[Stored items from a collection]
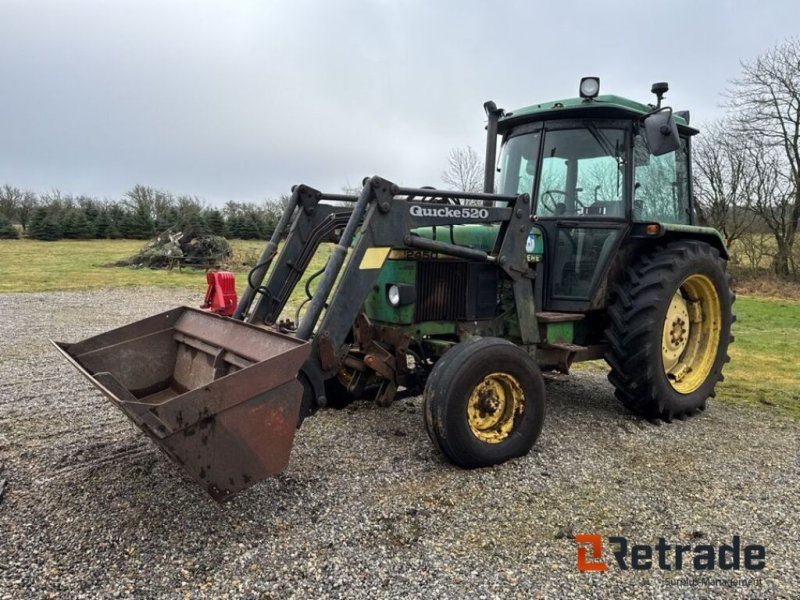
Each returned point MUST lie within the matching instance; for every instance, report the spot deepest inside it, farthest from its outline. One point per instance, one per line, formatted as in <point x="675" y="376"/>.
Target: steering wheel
<point x="549" y="201"/>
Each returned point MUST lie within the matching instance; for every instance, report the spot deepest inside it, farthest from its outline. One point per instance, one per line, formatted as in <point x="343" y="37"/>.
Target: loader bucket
<point x="219" y="396"/>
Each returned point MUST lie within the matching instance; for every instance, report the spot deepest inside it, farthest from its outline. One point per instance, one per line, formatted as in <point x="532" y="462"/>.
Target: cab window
<point x="582" y="173"/>
<point x="661" y="184"/>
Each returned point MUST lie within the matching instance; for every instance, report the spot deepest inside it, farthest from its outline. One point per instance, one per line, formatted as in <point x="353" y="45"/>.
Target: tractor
<point x="582" y="246"/>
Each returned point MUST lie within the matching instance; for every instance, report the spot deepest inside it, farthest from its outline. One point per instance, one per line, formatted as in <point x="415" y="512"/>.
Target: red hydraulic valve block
<point x="221" y="293"/>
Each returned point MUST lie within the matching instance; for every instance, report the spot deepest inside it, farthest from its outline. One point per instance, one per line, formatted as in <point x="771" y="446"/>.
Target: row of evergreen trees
<point x="140" y="214"/>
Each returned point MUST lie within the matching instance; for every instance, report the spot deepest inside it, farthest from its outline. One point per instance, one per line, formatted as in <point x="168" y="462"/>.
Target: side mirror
<point x="662" y="132"/>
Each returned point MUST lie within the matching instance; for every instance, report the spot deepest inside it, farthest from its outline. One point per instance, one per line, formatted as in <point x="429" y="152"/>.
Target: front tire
<point x="484" y="403"/>
<point x="670" y="329"/>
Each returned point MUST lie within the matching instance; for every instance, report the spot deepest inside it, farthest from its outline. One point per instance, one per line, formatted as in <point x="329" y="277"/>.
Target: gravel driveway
<point x="367" y="507"/>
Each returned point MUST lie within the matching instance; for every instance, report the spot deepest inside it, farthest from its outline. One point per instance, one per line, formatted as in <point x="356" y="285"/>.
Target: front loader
<point x="588" y="250"/>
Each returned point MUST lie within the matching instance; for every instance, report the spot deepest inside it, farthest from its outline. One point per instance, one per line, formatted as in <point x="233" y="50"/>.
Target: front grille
<point x="449" y="290"/>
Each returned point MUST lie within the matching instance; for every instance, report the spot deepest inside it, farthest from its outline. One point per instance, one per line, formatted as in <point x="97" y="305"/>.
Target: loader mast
<point x="383" y="217"/>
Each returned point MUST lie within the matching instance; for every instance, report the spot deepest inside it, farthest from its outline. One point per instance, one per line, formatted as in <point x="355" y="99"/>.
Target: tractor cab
<point x="587" y="165"/>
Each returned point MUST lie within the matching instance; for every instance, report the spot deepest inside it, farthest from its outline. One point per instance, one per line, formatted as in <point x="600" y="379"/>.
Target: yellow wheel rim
<point x="691" y="334"/>
<point x="493" y="406"/>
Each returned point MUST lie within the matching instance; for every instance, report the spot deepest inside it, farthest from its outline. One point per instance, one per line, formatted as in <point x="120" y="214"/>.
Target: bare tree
<point x="464" y="170"/>
<point x="766" y="101"/>
<point x="10" y="198"/>
<point x="723" y="180"/>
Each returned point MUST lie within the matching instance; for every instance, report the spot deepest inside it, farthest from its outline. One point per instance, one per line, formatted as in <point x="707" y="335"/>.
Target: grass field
<point x="764" y="369"/>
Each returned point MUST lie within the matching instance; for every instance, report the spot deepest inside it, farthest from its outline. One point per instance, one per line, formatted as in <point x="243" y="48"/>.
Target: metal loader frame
<point x="382" y="217"/>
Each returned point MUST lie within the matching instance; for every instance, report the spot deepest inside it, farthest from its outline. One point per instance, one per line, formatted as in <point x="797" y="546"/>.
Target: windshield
<point x="518" y="164"/>
<point x="582" y="170"/>
<point x="582" y="173"/>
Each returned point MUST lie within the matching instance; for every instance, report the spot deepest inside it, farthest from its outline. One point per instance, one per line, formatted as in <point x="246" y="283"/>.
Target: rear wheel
<point x="670" y="329"/>
<point x="484" y="403"/>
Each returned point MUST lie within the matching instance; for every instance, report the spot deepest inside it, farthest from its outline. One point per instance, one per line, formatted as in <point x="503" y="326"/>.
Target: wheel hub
<point x="493" y="405"/>
<point x="691" y="334"/>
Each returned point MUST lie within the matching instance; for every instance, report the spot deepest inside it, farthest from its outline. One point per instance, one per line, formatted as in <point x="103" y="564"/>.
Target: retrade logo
<point x="596" y="545"/>
<point x="668" y="557"/>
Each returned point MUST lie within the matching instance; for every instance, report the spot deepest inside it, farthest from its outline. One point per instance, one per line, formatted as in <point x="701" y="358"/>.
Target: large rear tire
<point x="484" y="403"/>
<point x="669" y="330"/>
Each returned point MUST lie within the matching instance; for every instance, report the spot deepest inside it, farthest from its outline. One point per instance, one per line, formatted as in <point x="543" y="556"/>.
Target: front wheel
<point x="670" y="329"/>
<point x="484" y="403"/>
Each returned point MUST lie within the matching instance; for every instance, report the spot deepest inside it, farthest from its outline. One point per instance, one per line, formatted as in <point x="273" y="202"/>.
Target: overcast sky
<point x="242" y="99"/>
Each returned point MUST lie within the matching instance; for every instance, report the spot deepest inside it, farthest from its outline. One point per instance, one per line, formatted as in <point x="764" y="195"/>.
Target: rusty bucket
<point x="219" y="396"/>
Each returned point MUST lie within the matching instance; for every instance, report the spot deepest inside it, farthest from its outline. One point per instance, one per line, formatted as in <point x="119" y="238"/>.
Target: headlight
<point x="393" y="294"/>
<point x="590" y="87"/>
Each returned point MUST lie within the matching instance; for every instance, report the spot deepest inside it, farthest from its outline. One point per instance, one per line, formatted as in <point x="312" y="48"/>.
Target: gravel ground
<point x="367" y="507"/>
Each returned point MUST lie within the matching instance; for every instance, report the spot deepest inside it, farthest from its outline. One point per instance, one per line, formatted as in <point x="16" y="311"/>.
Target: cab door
<point x="581" y="204"/>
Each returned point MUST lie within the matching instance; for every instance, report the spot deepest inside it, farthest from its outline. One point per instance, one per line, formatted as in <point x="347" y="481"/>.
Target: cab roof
<point x="606" y="106"/>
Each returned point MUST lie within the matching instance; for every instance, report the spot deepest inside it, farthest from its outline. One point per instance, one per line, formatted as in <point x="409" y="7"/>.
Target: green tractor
<point x="587" y="250"/>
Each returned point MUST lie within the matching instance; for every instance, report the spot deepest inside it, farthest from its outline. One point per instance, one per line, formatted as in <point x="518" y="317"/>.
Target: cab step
<point x="553" y="317"/>
<point x="564" y="347"/>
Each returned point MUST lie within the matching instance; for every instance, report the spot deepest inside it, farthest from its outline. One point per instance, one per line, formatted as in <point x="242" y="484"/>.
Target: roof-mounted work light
<point x="590" y="87"/>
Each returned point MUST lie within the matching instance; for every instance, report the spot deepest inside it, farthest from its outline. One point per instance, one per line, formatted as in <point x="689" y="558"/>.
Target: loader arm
<point x="389" y="219"/>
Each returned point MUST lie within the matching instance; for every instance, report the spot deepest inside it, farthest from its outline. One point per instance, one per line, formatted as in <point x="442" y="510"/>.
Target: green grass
<point x="765" y="365"/>
<point x="763" y="370"/>
<point x="765" y="358"/>
<point x="33" y="266"/>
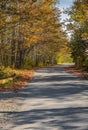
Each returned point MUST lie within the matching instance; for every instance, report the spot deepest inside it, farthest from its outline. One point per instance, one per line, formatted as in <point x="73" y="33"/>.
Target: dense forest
<point x="30" y="33"/>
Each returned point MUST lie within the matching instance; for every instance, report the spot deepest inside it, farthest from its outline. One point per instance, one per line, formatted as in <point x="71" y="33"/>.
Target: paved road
<point x="54" y="100"/>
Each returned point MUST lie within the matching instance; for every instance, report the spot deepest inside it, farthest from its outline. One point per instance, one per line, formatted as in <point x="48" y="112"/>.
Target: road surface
<point x="54" y="100"/>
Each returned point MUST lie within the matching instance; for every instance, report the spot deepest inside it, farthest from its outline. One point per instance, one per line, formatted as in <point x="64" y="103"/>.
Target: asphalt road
<point x="54" y="100"/>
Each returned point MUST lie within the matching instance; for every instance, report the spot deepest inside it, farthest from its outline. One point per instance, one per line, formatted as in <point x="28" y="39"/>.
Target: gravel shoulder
<point x="54" y="100"/>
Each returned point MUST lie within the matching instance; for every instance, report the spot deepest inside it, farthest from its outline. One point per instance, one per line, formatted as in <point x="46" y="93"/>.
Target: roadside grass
<point x="13" y="80"/>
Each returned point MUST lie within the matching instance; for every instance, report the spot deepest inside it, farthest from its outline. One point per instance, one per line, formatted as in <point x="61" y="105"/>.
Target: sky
<point x="63" y="4"/>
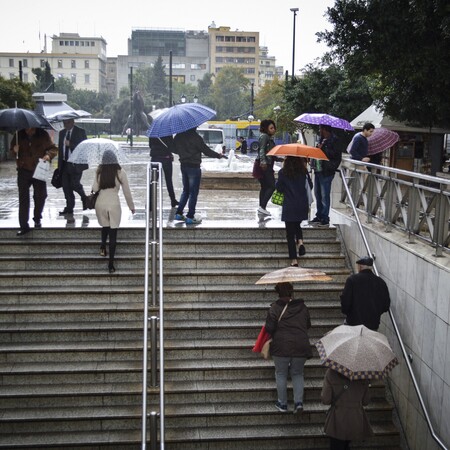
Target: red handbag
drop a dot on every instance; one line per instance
(262, 338)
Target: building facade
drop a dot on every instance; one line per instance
(82, 60)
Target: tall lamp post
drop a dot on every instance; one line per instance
(294, 10)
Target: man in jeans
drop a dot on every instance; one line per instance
(189, 146)
(324, 173)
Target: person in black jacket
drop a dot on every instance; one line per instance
(323, 175)
(365, 296)
(69, 137)
(189, 146)
(288, 322)
(161, 151)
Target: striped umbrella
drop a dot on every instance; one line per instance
(357, 352)
(180, 118)
(381, 140)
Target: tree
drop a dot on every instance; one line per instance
(231, 94)
(14, 92)
(403, 46)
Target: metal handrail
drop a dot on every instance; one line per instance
(394, 323)
(153, 200)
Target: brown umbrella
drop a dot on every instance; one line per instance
(292, 275)
(357, 352)
(297, 149)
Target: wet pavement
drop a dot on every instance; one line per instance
(217, 208)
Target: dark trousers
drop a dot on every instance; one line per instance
(24, 181)
(293, 234)
(337, 444)
(168, 170)
(267, 183)
(71, 181)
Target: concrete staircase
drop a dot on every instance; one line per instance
(71, 348)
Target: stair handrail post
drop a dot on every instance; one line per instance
(394, 323)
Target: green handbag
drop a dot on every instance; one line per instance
(277, 198)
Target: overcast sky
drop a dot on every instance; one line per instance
(114, 20)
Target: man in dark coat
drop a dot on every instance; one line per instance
(365, 296)
(69, 138)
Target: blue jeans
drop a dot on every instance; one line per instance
(322, 191)
(191, 177)
(284, 364)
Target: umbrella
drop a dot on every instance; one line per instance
(67, 114)
(324, 119)
(293, 274)
(180, 118)
(381, 140)
(357, 352)
(297, 149)
(90, 151)
(13, 119)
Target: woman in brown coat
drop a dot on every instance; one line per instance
(288, 322)
(346, 419)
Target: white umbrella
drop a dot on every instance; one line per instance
(98, 151)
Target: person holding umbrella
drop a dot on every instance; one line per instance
(190, 146)
(69, 137)
(288, 321)
(108, 179)
(292, 179)
(28, 146)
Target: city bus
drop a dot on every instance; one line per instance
(249, 130)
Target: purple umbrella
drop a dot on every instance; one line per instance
(324, 119)
(381, 140)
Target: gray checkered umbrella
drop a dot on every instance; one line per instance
(357, 352)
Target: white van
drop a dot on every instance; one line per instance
(213, 137)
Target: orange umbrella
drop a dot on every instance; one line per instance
(297, 149)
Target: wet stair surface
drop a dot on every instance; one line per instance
(71, 341)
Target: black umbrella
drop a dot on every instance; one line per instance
(13, 119)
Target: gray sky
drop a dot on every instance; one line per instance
(94, 18)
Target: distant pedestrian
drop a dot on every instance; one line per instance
(365, 296)
(28, 145)
(324, 172)
(346, 419)
(69, 137)
(267, 182)
(292, 180)
(288, 322)
(359, 149)
(190, 146)
(109, 178)
(161, 151)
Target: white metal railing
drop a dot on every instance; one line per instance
(352, 204)
(153, 245)
(415, 203)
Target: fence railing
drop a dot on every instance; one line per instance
(415, 203)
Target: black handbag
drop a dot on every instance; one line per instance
(56, 179)
(91, 199)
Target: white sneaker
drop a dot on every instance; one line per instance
(263, 211)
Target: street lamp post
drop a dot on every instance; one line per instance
(294, 10)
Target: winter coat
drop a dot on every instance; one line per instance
(189, 146)
(295, 204)
(364, 299)
(107, 206)
(346, 419)
(290, 334)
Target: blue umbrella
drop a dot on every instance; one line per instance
(180, 118)
(324, 119)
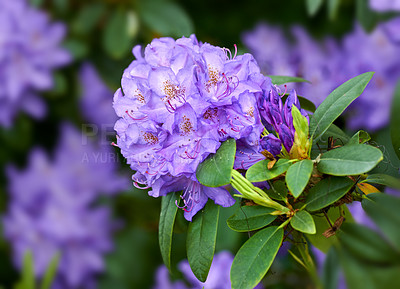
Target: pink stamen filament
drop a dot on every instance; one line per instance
(127, 112)
(189, 197)
(139, 187)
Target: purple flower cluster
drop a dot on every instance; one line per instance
(29, 52)
(177, 104)
(218, 278)
(329, 63)
(277, 117)
(96, 98)
(51, 209)
(385, 5)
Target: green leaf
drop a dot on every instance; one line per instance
(303, 222)
(313, 6)
(50, 274)
(298, 175)
(250, 218)
(336, 133)
(200, 242)
(318, 239)
(255, 257)
(395, 120)
(28, 277)
(327, 192)
(383, 179)
(349, 160)
(304, 102)
(333, 7)
(116, 39)
(279, 79)
(384, 211)
(336, 102)
(166, 226)
(216, 170)
(367, 245)
(166, 18)
(278, 190)
(359, 138)
(259, 172)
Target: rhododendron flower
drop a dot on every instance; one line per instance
(177, 104)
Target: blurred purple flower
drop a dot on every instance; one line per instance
(329, 63)
(177, 104)
(385, 5)
(96, 98)
(218, 277)
(29, 52)
(271, 49)
(372, 109)
(51, 209)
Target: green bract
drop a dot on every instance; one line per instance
(259, 171)
(216, 170)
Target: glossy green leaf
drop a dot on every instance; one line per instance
(201, 238)
(303, 222)
(116, 39)
(259, 172)
(166, 226)
(384, 211)
(304, 103)
(313, 6)
(383, 179)
(50, 274)
(327, 192)
(28, 277)
(318, 239)
(166, 18)
(336, 133)
(250, 218)
(365, 244)
(359, 138)
(349, 160)
(333, 7)
(279, 79)
(255, 257)
(395, 121)
(278, 190)
(336, 102)
(298, 175)
(216, 170)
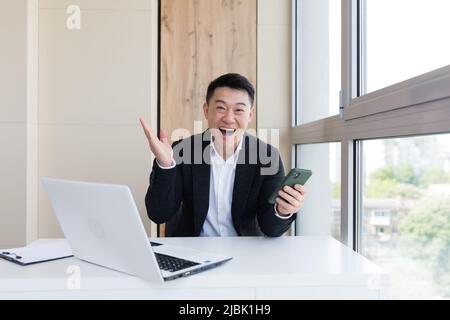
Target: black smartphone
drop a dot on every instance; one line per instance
(295, 176)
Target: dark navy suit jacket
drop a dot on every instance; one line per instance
(179, 197)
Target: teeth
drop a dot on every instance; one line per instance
(227, 129)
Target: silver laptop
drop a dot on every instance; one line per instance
(102, 225)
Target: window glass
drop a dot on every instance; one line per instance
(405, 38)
(405, 220)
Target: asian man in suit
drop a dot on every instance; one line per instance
(218, 183)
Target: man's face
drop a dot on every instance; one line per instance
(229, 112)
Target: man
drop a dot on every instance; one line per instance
(218, 183)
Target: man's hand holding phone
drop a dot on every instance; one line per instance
(290, 194)
(290, 199)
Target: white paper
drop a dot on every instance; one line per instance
(40, 251)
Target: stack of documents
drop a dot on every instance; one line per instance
(39, 251)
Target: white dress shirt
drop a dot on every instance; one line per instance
(219, 221)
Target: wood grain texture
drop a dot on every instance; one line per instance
(201, 40)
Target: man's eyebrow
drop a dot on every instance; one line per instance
(238, 103)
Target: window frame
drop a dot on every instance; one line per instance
(418, 106)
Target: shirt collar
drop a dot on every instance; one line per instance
(235, 155)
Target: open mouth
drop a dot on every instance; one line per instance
(226, 132)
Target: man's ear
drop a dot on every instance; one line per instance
(252, 112)
(205, 110)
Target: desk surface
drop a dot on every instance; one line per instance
(292, 267)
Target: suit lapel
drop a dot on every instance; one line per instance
(201, 180)
(242, 183)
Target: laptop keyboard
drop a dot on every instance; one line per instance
(173, 264)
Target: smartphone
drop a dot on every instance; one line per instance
(295, 176)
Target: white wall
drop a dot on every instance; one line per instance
(94, 83)
(13, 122)
(69, 106)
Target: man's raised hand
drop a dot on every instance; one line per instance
(160, 147)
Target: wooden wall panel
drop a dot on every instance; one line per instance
(200, 40)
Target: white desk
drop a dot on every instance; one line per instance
(261, 268)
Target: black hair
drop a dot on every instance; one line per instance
(233, 81)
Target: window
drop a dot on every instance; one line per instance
(404, 39)
(321, 214)
(411, 177)
(391, 136)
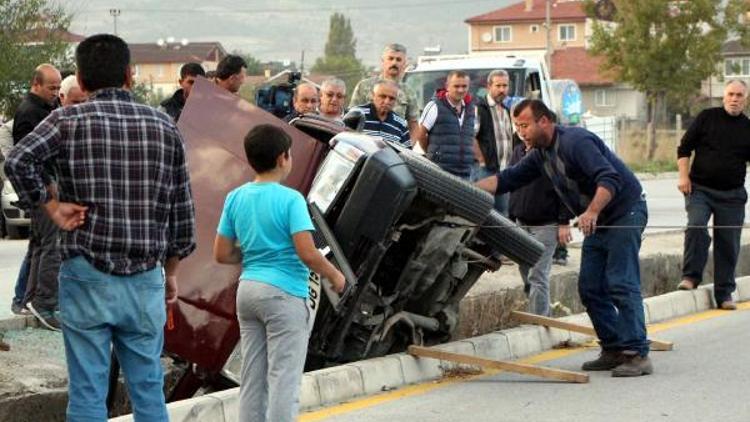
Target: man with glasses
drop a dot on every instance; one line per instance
(174, 104)
(332, 97)
(231, 72)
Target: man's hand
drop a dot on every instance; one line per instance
(488, 184)
(338, 282)
(68, 216)
(684, 185)
(170, 289)
(563, 234)
(587, 222)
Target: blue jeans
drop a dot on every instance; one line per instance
(502, 200)
(22, 280)
(127, 313)
(610, 283)
(728, 209)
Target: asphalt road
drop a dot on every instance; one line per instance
(706, 378)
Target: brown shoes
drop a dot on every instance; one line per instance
(606, 361)
(728, 305)
(686, 284)
(634, 365)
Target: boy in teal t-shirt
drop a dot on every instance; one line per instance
(266, 227)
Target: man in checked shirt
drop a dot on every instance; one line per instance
(127, 218)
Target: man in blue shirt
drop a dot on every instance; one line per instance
(597, 187)
(380, 120)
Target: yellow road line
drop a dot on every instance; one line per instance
(413, 390)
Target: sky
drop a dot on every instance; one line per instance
(282, 29)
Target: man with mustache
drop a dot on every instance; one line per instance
(715, 184)
(393, 65)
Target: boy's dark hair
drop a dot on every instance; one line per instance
(102, 61)
(192, 69)
(264, 144)
(230, 65)
(538, 110)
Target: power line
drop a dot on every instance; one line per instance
(319, 9)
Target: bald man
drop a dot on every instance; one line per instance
(305, 101)
(38, 275)
(71, 93)
(38, 102)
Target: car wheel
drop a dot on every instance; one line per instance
(508, 239)
(457, 196)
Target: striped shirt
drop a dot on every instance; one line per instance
(394, 128)
(126, 162)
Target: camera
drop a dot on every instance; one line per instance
(277, 99)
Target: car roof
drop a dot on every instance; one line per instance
(453, 62)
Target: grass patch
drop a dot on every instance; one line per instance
(657, 166)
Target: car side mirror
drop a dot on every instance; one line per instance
(355, 120)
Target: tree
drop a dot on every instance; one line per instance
(665, 48)
(29, 35)
(340, 58)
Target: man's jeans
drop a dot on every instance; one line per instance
(728, 209)
(127, 313)
(537, 277)
(41, 289)
(273, 335)
(610, 282)
(502, 200)
(22, 280)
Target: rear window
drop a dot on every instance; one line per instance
(425, 83)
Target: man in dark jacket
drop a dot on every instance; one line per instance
(446, 129)
(537, 209)
(597, 186)
(42, 259)
(174, 104)
(715, 185)
(494, 139)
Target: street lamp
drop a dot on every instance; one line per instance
(115, 13)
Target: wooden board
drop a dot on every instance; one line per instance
(528, 318)
(519, 368)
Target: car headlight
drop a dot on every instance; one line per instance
(332, 174)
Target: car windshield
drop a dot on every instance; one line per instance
(425, 83)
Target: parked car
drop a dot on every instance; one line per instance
(410, 238)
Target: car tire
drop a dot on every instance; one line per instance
(457, 196)
(506, 238)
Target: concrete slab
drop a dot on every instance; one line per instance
(339, 383)
(380, 374)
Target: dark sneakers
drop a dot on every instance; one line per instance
(634, 365)
(606, 361)
(46, 318)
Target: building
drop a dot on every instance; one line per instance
(520, 29)
(158, 64)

* [ACTIVITY]:
All lines carrying the word "brown" must be copied from the data above.

* [SOLUTION TO THIS TASK]:
Target: brown umbrella
Target: woman in brown coat
Target: brown shoes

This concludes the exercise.